◆ **Request**:
Your task is to copy the listing exactly. Drop any pictures from the copy.

Position identification records
###
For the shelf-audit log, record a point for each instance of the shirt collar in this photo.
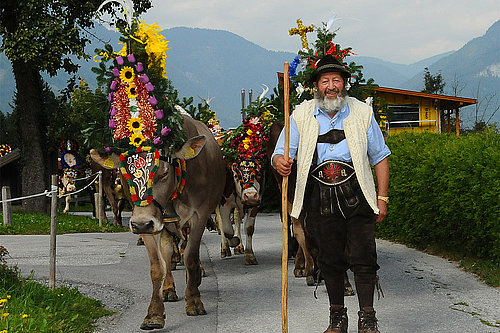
(344, 109)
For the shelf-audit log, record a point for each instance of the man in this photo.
(335, 138)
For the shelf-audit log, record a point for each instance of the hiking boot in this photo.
(338, 320)
(367, 322)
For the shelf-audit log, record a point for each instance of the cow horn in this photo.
(264, 92)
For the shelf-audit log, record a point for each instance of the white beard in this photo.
(330, 106)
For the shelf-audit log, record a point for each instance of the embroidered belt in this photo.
(333, 173)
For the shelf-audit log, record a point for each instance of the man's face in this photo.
(330, 85)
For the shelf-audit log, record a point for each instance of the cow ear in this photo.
(191, 148)
(112, 162)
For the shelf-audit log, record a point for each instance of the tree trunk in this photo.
(33, 178)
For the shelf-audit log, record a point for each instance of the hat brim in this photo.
(330, 68)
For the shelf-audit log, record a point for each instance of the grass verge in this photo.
(27, 306)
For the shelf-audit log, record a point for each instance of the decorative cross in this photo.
(302, 31)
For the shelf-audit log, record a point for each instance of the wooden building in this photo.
(421, 112)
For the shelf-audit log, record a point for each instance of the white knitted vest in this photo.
(355, 128)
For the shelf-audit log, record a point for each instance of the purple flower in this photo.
(165, 131)
(149, 87)
(152, 100)
(144, 78)
(157, 140)
(159, 114)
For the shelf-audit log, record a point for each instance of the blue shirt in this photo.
(377, 149)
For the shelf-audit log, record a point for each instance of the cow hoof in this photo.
(153, 323)
(348, 291)
(170, 296)
(195, 310)
(299, 272)
(225, 253)
(250, 260)
(310, 280)
(234, 241)
(239, 249)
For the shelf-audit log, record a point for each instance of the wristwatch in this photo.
(386, 199)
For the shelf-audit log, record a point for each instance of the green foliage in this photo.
(27, 306)
(434, 84)
(445, 190)
(39, 224)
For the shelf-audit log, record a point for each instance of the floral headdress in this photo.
(140, 112)
(248, 140)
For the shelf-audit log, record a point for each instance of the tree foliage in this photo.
(434, 84)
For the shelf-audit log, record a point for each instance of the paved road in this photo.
(423, 293)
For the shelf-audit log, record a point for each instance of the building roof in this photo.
(445, 102)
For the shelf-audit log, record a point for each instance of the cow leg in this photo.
(249, 230)
(167, 250)
(194, 306)
(238, 216)
(67, 201)
(156, 311)
(225, 250)
(308, 269)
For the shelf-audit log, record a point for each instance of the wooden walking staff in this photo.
(284, 208)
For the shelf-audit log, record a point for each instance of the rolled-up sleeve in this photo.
(377, 149)
(293, 144)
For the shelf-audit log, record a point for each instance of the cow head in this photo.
(248, 180)
(149, 181)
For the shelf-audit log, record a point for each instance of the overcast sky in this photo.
(400, 31)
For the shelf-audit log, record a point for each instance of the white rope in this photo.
(83, 188)
(46, 192)
(87, 177)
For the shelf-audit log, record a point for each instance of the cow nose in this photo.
(251, 198)
(142, 227)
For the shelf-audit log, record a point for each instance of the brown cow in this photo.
(242, 194)
(205, 178)
(305, 259)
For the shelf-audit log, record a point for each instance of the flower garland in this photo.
(140, 112)
(248, 141)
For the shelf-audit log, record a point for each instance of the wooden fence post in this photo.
(6, 206)
(53, 231)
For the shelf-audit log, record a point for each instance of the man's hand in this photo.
(382, 207)
(281, 165)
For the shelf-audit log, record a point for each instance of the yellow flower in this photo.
(127, 74)
(134, 124)
(156, 43)
(132, 91)
(137, 139)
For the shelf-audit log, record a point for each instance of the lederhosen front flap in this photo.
(332, 173)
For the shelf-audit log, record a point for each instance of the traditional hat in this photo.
(329, 64)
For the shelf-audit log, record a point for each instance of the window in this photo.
(404, 115)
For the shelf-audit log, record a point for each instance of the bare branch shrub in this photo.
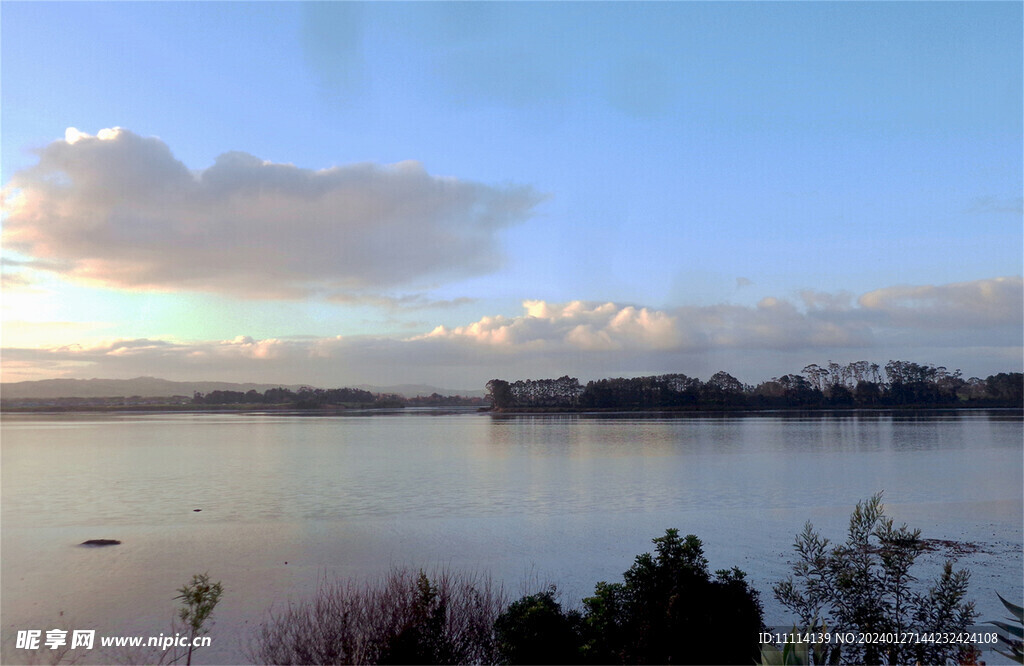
(404, 617)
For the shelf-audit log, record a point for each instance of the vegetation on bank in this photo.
(668, 609)
(858, 384)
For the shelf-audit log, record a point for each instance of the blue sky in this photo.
(450, 192)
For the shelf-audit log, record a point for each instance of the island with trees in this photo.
(900, 384)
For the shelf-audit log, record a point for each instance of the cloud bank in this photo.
(956, 325)
(119, 210)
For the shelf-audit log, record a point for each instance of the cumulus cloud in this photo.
(976, 325)
(967, 304)
(120, 210)
(773, 324)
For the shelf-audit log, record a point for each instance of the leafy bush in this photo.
(536, 630)
(865, 585)
(669, 610)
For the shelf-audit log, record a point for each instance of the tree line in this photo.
(899, 383)
(309, 398)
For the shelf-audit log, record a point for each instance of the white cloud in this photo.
(966, 304)
(119, 210)
(976, 326)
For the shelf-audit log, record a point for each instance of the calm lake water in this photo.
(288, 501)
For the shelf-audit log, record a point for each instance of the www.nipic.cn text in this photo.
(85, 638)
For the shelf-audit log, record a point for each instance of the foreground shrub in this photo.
(669, 610)
(404, 618)
(537, 630)
(865, 585)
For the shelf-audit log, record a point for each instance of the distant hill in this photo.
(156, 387)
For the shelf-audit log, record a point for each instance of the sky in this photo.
(343, 193)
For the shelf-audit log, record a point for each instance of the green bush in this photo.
###
◆ **Solution to the problem**:
For the shelf-audit log, record a point for each instance of the shirt collar in this photo.
(344, 109)
For the shelf-audit log, record a point for each instance of the man in this photo.
(335, 138)
For the shelf-audit log, record a point for each instance of the hiking boot in this photo.
(338, 320)
(367, 322)
For the shelf-audit log, record a point for each instance of the cow horn in this photo.
(264, 92)
For the shelf-audit log, record a point for each instance of the white beard in this photo.
(330, 106)
For the shelf-audit log, record a point for each instance of the embroidered belt in this photo.
(333, 173)
For the shelf-audit log, record a point for each instance of the man's face in this photo.
(330, 85)
For the shelf-audit log, record a point for each instance of the cow ear in this photo.
(191, 148)
(112, 162)
For the shelf-audit log, record a point for each instance of the tree trunk in this photo.
(33, 178)
For the shelf-audit log, record a point for each instance of the hat brim in this photo.
(330, 68)
For the shelf-audit log, record a point for each instance of the grass verge in this photo.
(27, 306)
For the shelf-audit log, record a point for each instance of the decorative cross in this photo.
(302, 31)
For the shelf-audit log, record a point for each instance of the wooden building in this photo.
(421, 112)
For the shelf-audit log, record a point for each instance of the white knitted vest in this photo.
(355, 128)
For the shelf-audit log, record a point for each instance of the purple flower in this photo.
(165, 131)
(149, 87)
(152, 100)
(144, 78)
(157, 140)
(159, 114)
For the shelf-audit log, record a point for each instance of the blue shirt in this photo.
(377, 149)
For the shelf-audit log, record a point for each instance of the cow hoof in this photo.
(153, 323)
(348, 291)
(170, 296)
(195, 310)
(299, 272)
(225, 253)
(250, 260)
(310, 280)
(234, 241)
(239, 249)
For the shelf-audit log, record a point for each instance of the wristwatch in this photo.
(386, 199)
For the shelf-audit log, record a point for each instance of the green foliage in this photo.
(27, 306)
(434, 84)
(445, 190)
(39, 224)
For the shelf-audit log, record a point for each instance of the floral headdress in this photo.
(140, 112)
(248, 140)
For the shelf-audit log, record a point for each instance of the tree foliage in this photo.
(434, 84)
For the shelf-audit log, record a point for each instance of the paved road in this photo.
(423, 293)
For the shelf-audit log, record a point for each instance of the building roof in this photo.
(445, 102)
For the shelf-audit log, record a point for each instance of the cow leg in this photo.
(249, 230)
(167, 250)
(194, 306)
(238, 216)
(67, 201)
(156, 311)
(225, 250)
(308, 269)
For the shelf-audit log, record a point for each instance of the wooden walking staff in this photo.
(284, 208)
For the shelf-audit log, record a point for each instance of the rolled-up sleeve in this photo.
(377, 149)
(293, 144)
For the shelf-audit log, record a point for each instance of the cow head in this photo.
(248, 180)
(149, 181)
For the shelf-audit log, record a point for each instance of the overcast sky in this photo.
(400, 31)
For the shelf-audit log, record a point for each instance of the white rope in this photo.
(83, 188)
(46, 192)
(87, 177)
For the shelf-audit log, record a point for each instance of the cow nose in this photo.
(251, 198)
(142, 227)
For the shelf-audit log, record a point for each instance of the brown cow in this photo.
(242, 194)
(205, 178)
(305, 259)
For the shelf-audit log, record a point for each instance of the flower garland in this photo.
(140, 112)
(248, 141)
For the shelf-audit log, record a point for each instance of the wooden fence post in this photo.
(6, 206)
(53, 231)
For the shelf-audit log, record a point for each instance of the man's hand in this photo.
(382, 207)
(281, 165)
For the shelf-audit log, record a point for each instance of the yellow flower in this photo.
(127, 74)
(134, 124)
(156, 43)
(132, 91)
(137, 139)
For the shelf-audit log, record a point for each instance of the lederhosen front flap in this photo.
(332, 173)
For the shelf-audit log, record a point for each instance of the traditional hat in this photo.
(329, 64)
For the shelf-audit log, record a point for each instance of the window in this photo.
(404, 115)
For the shelf-audit log, record a point for each instance of the bare branch shrub in this photo.
(404, 617)
For the shelf-audit log, record a point for each instance of the vegetation on bank in this photo.
(668, 609)
(858, 384)
For the shelf-audit log, record a point for each instance of the blue sky in this photo.
(450, 192)
For the shelf-audit log, record a point for each instance of the island with trees in this photo.
(900, 384)
For the shelf-audit log, record a point for each instance of the cloud bank in this photo.
(956, 325)
(119, 210)
For the shelf-audit log, record a point for each instance of the cumulus cloud in this photo.
(976, 325)
(967, 304)
(120, 210)
(773, 324)
For the shelf-audit log, record a point for each instance of the leafy bush in this photo.
(536, 630)
(865, 585)
(669, 610)
For the shelf-audit log, record a point for each instance of the tree line in this photo.
(899, 383)
(309, 398)
For the shelf-audit log, record a point for each instance of the white cloud in this photo.
(966, 304)
(119, 210)
(976, 326)
For the shelf-audit log, record a point for each instance of the calm lake water in this photo.
(288, 501)
For the shelf-audit log, record a point for each instance of the www.nipic.cn text in this photo.
(85, 638)
For the shelf-audit log, record a point for each instance of the foreground shrub in this photo.
(669, 610)
(404, 618)
(537, 630)
(865, 585)
For the shelf-audit log, record a point for each instance of the distant hill in this photo.
(156, 387)
For the shelf-audit log, record a point for each instance of the sky in this photo.
(343, 193)
For the shelf-audit log, record a point for each instance of the green bush in this photo.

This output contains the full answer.